From the line with "Annotation task — mark the blue handrail" through the line with "Annotation task — mark the macrame", repeat the entries verbatim, both end lines included, and add nothing.

» MATERIAL TO PROCESS
-*-*-
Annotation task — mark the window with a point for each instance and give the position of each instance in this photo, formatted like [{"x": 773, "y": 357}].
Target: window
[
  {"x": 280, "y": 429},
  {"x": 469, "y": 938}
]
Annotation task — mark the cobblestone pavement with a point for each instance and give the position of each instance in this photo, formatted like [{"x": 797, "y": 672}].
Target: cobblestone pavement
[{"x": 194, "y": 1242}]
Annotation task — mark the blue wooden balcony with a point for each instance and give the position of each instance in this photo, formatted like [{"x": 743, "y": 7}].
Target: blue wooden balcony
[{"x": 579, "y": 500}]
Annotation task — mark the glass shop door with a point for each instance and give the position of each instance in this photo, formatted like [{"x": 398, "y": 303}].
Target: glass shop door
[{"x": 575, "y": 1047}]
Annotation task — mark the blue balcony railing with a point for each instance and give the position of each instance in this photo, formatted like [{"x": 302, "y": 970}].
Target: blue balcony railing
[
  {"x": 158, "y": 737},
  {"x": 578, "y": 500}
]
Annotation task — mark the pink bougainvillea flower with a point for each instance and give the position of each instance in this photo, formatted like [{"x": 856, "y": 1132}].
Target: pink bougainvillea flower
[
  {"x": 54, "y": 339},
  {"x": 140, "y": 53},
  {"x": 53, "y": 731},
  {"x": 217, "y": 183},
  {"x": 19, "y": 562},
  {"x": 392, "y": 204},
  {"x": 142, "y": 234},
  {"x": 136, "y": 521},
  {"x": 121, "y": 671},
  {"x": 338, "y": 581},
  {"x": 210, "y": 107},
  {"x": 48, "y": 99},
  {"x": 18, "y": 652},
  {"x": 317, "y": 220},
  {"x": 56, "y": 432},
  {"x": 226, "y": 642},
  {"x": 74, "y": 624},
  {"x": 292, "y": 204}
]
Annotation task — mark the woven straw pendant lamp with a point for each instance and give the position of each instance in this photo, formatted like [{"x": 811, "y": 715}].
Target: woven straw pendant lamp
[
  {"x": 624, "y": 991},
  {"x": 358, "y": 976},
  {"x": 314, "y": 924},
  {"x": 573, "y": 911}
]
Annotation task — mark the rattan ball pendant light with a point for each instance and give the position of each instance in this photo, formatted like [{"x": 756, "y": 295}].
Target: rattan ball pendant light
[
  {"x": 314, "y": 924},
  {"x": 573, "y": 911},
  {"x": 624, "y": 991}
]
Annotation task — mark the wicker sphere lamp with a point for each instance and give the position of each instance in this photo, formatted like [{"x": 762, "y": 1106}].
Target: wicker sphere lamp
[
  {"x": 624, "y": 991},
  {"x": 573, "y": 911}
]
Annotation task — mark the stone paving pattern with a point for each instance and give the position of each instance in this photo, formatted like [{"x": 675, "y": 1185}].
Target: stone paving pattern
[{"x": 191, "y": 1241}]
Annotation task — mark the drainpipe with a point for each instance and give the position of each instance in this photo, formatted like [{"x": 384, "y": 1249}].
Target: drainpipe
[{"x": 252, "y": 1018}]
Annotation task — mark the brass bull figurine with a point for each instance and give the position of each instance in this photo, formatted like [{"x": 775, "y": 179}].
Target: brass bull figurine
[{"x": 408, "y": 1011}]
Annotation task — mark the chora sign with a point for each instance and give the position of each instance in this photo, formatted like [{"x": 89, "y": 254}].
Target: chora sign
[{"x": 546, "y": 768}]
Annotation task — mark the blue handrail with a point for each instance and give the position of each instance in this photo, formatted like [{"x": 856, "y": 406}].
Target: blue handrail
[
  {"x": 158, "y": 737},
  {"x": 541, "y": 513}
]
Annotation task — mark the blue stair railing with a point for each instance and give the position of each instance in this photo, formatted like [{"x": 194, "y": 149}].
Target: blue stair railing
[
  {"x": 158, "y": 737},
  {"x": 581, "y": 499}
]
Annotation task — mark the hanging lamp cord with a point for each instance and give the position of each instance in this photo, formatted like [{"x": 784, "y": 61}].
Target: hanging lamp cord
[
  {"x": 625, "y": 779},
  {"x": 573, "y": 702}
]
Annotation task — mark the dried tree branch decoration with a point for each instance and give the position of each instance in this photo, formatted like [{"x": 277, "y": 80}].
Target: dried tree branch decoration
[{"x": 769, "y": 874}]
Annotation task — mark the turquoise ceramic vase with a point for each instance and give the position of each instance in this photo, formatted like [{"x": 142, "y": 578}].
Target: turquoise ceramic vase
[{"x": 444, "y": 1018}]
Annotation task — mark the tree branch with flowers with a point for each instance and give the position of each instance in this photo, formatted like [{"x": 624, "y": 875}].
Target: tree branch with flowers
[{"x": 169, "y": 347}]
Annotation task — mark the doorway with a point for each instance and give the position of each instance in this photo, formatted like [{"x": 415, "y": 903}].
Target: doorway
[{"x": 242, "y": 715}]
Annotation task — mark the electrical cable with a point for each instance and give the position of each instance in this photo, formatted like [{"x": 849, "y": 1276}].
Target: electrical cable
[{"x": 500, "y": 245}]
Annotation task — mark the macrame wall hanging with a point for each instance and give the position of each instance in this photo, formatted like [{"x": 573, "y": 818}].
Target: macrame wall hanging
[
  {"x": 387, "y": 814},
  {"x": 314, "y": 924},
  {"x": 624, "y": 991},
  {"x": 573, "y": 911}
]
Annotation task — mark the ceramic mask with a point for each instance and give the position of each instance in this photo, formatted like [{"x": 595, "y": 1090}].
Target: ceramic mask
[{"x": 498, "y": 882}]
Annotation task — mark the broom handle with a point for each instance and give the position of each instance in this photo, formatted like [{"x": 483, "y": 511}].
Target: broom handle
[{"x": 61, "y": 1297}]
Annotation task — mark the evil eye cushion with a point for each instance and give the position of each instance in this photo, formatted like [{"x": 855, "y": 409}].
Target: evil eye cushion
-*-*-
» RESPONSE TO THE TASK
Annotation task — mark the blue handrail with a point for each instance and give the position of each instance in this photo, formatted like [{"x": 856, "y": 406}].
Target: blue handrail
[
  {"x": 158, "y": 737},
  {"x": 541, "y": 513}
]
Annotation task — mark the blue stair railing with a point for each instance and give the position of each instance in this photo, formatted like [{"x": 194, "y": 149}].
Target: blue stair railing
[
  {"x": 158, "y": 737},
  {"x": 581, "y": 499}
]
Annotation task — mark the hanging lamp cord with a point for each instance and give the position of each instance in this photo, formatted like [{"x": 784, "y": 61}].
Target: hanging lamp cord
[
  {"x": 625, "y": 779},
  {"x": 573, "y": 702}
]
Annotation task — mark the dried tree branch decoration with a point for each instance and give the position of each instance in this photo, formatted like [{"x": 277, "y": 80}].
Target: dried tree branch decoration
[{"x": 769, "y": 874}]
Annotation task — mark the turquoise ceramic vase with a point for each instance and give the position of each instance in this photo, formatted like [{"x": 142, "y": 578}].
Target: turquoise ceramic vase
[{"x": 444, "y": 1018}]
Annotation task — mark the tree branch with flowers with a point for each instance and give the position of each instance in this photo, formatted like [{"x": 624, "y": 875}].
Target: tree branch with flowers
[{"x": 169, "y": 347}]
Annotation task — mark the doorway with a point for each instance and give the position of each instance in this photo, formatted like [{"x": 415, "y": 903}].
Target: doorway
[{"x": 242, "y": 715}]
Annotation task — mark the electrical cable with a point for each instance and give the position of each instance in this photo, formatted like [{"x": 849, "y": 1276}].
Target: electrical cable
[{"x": 500, "y": 245}]
Annotation task — mark the macrame wall hanging with a point for each instance and give the position of each instance in this photo, formatted like [{"x": 573, "y": 818}].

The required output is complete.